* What is required: Collect each line of the records below that contains the string "wall", matching case exactly.

[Pointing dataset excerpts]
━━━━━━━━━━

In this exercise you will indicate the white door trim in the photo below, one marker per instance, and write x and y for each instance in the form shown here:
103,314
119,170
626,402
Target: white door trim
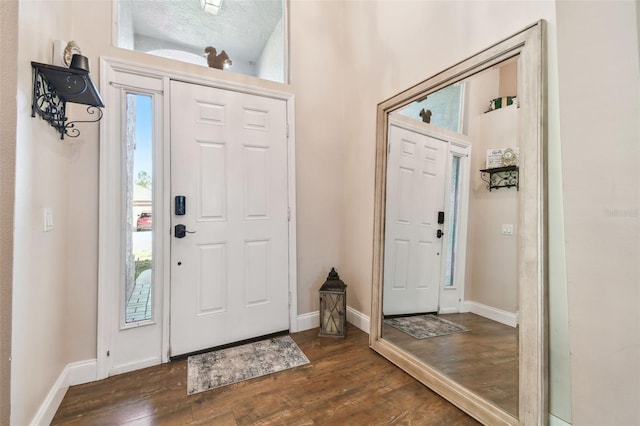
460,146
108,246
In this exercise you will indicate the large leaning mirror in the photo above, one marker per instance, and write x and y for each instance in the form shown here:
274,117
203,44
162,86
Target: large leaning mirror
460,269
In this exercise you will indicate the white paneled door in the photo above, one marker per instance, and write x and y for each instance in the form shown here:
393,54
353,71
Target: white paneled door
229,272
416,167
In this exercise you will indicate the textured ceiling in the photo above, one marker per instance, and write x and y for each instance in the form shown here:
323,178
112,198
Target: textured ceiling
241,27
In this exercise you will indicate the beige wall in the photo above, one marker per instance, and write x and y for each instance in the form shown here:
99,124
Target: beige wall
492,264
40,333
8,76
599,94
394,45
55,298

━━━━━━━━━━

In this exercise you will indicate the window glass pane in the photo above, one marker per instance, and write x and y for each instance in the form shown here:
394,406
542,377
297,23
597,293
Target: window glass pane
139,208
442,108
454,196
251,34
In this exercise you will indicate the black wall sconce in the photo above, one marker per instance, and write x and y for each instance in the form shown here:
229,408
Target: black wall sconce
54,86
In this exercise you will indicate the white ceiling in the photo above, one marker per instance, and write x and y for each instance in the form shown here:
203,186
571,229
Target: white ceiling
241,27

━━━━━━━━━━

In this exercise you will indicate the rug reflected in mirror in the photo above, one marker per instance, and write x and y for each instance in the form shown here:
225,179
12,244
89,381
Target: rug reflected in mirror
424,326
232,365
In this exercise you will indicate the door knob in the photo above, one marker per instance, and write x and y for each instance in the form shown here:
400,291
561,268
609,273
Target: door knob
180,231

━━━━━━━━━━

* Exercise response:
In this exercise you will indicate the beige wall in the photo above, one marker per instance, and write x and y for each instance in the form shown here:
Target: beige wall
In this exercise you will indicate the black wall sconce in the photo above, one marker per instance, and write x and y for each instance in the form shown here:
Target: black wall sconce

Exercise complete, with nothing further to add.